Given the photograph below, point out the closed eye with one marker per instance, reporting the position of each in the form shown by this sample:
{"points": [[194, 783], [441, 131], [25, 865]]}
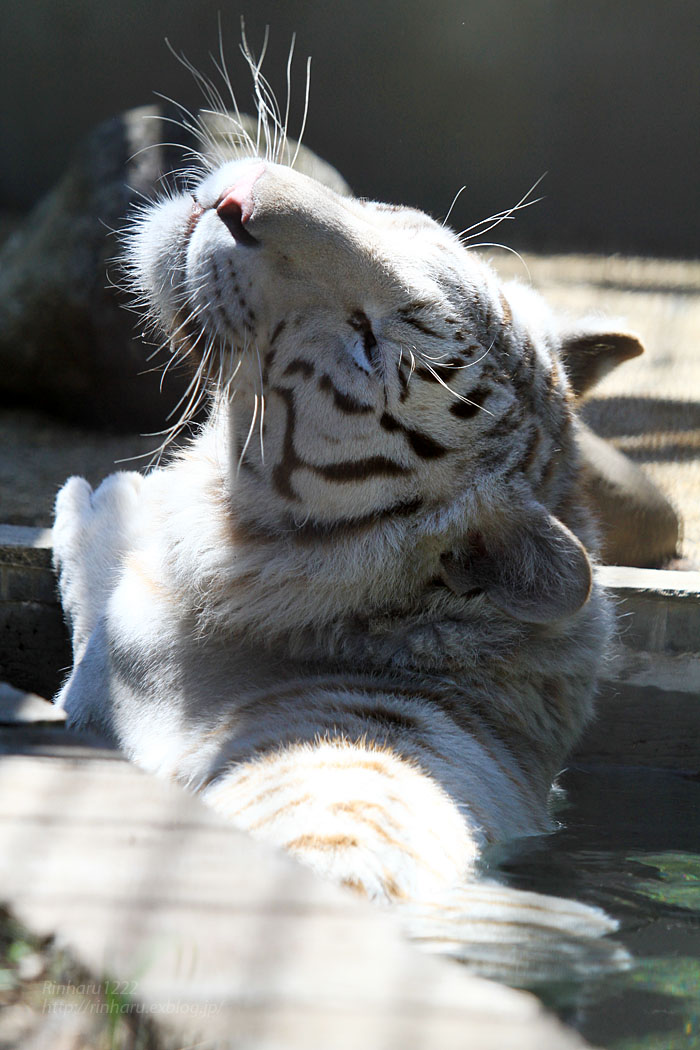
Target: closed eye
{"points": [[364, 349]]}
---
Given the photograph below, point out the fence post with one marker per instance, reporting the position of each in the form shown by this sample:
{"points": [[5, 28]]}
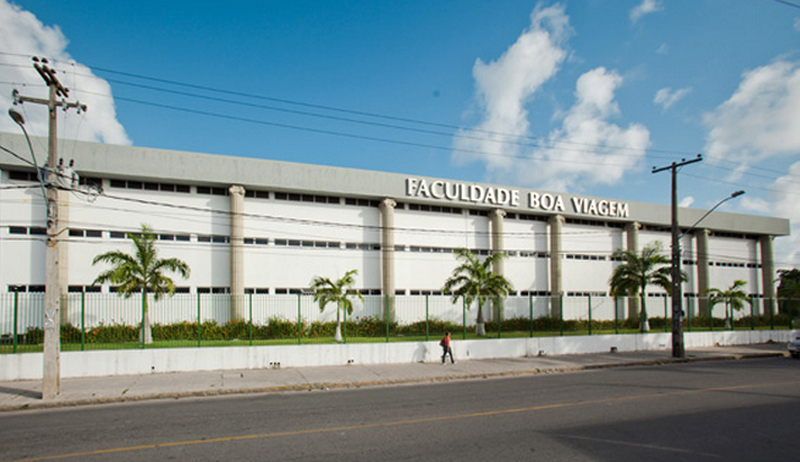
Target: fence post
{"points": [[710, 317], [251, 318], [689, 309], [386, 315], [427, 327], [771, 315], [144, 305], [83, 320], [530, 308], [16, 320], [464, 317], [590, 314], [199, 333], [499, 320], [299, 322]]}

### What needs to be done
Collect every line of the rows above that contains the word "post", matching case exactly.

### Output of the task
Given the photograph below, point out the fence post with one marker per instance, reporting the position of each in the form shown by this sample:
Target: fence post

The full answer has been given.